**Document excerpt:**
▼

The Austin Chronicle

https://www.austinchronicle.com/music/2005-03-18/263021/

SXSW Records

Reviewed by Margaret Moser, March 18, 2005, Music

Patricia Vonne

Guitars & Castanets (Bandolera)

With Guitars & Castanets, her second album, Austin's Patricia Vonne has sidestepped the all-encompassing sophomore slump and is confidently walking a bold line between contemporary Mexican and traditional rock & roll. Call it Texas border rock, though border suggests a line of demarcation Vonne's songs don't have; she doesn't follow borders, she takes long-legged strides over them. The seamless flow of 11 tracks (the last is a bonus, the exquisite "Traeme Paz" from Once Upon a Time in Mexico) is like a swiftly moving river passing through ever-changing terrain. "Here comes the bride, all dressed in white!" Vonne warns as Charlie Sexton's wicked guitar slashes through the opening of "Rebel Bride," and the singer assumes the role of a pistola-packin' mamasita armed and out for her man. It's not only Vonne's lustiest tune, it showcases her voice at its rocking best. Guitars balances bilingual ("Fiesta Sangria," "La Gitana de Triana") with beat ("Lonesome Rider," "Blood on the Tracks") and is rife with tributes to Vonne's many influences, like Joe Ely ("Joe's Gone Ridin'"), Johnny Reno ("Sax Maniac"), and most poignantly to Alejandro Escovedo, with the title track "Guitarras y Casta–uelas." Much of Guitars' organic comfort lies in the expert musicianship within, particularly Carl Thiel at the production helm. Vonne's husband, co-writer, and accompanist Robert LaRoche provides acoustic guitar flourishes integral to her castanet-driven live shows. The caliente combination of Latino rhythm and American rock & roll has been well explored by everyone from Doug Sahm to Los Cruzados, yet Patricia Vonne's Guitars & Castanets is more stylized, a feminine, sensual rendering. Romance and rock & roll rarely sound so good. (Friday, March 18, 8pm @ Continental Club)

▲

**Data to use:**
▼

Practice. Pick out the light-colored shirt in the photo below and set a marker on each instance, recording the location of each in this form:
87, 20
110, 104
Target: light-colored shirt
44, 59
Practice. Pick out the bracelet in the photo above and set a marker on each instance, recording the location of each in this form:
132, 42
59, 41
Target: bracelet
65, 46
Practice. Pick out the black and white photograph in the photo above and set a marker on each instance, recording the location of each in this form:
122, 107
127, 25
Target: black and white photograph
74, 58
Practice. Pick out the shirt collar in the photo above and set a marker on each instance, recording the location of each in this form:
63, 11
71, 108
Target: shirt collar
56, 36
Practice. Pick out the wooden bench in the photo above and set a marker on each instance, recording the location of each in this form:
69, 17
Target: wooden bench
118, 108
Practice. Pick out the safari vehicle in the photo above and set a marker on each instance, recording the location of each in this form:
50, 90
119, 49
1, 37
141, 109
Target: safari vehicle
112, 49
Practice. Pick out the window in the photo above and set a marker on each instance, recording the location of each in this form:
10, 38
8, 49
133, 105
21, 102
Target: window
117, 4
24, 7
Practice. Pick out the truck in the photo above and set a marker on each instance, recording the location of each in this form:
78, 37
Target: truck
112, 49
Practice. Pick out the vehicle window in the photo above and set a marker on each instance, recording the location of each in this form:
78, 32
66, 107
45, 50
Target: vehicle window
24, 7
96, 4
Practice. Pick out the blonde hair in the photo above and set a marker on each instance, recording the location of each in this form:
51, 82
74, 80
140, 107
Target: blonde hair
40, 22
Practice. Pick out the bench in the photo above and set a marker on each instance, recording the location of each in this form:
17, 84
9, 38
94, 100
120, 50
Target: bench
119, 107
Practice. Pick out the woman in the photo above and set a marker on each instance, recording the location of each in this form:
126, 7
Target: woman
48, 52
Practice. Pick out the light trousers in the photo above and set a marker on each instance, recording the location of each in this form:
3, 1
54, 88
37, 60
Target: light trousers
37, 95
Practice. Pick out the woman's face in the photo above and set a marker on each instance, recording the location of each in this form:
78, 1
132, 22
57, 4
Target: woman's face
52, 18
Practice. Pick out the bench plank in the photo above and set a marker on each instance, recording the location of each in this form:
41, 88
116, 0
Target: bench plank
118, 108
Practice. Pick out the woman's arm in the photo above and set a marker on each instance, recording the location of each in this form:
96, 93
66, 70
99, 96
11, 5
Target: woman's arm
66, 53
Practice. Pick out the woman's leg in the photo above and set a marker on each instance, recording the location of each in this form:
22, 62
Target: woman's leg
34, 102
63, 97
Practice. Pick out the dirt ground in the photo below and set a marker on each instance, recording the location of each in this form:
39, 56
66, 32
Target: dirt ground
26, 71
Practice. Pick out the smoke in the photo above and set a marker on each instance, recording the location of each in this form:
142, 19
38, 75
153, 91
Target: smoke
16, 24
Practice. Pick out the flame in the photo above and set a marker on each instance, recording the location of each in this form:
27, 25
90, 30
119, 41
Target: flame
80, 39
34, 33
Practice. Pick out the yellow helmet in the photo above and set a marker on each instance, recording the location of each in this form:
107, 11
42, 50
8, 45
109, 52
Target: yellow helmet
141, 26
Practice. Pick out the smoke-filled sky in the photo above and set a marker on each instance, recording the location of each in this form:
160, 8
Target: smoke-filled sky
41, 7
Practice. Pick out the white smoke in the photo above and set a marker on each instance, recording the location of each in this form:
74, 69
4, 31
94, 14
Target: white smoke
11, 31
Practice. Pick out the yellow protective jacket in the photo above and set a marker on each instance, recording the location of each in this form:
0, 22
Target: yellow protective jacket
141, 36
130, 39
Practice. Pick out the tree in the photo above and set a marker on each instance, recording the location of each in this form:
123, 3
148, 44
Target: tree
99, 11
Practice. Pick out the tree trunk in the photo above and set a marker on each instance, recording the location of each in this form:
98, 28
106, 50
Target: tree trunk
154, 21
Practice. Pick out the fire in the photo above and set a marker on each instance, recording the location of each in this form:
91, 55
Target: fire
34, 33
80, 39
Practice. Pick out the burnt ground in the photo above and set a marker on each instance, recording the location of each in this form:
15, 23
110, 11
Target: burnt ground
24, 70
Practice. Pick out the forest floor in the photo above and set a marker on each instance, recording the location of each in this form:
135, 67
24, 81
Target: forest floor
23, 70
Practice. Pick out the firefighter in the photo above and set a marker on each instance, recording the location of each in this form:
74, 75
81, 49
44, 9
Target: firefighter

▲

**Things to do:**
1. Decide whether each statement below agrees with the review of Guitars & Castanets, answering yes or no and quoting the words of the review that settle it: (a) Guitars & Castanets is Patricia Vonne's second album. (b) The album contains twelve tracks. (c) Carl Thiel provides the acoustic guitar flourishes on the album.
2. In the records, rename "firefighter" to "rescue worker" from the line with "Practice. Pick out the forest" through the end of the records, leaving everything else unchanged. Give back only those lines.

**Answer set:**
1.
(a) Yes: "With Guitars & Castanets, her second album"
(b) No: "The seamless flow of 11 tracks"
(c) No: "Vonne's husband, co-writer, and accompanist Robert LaRoche provides acoustic guitar flourishes"

2.
Practice. Pick out the forest floor in the photo above and set a marker on each instance, recording the location of each in this form:
135, 67
24, 81
Target: forest floor
23, 70
Practice. Pick out the rescue worker in the photo above and set a marker on each instance, recording the location of each in this form:
74, 75
81, 49
44, 9
Target: rescue worker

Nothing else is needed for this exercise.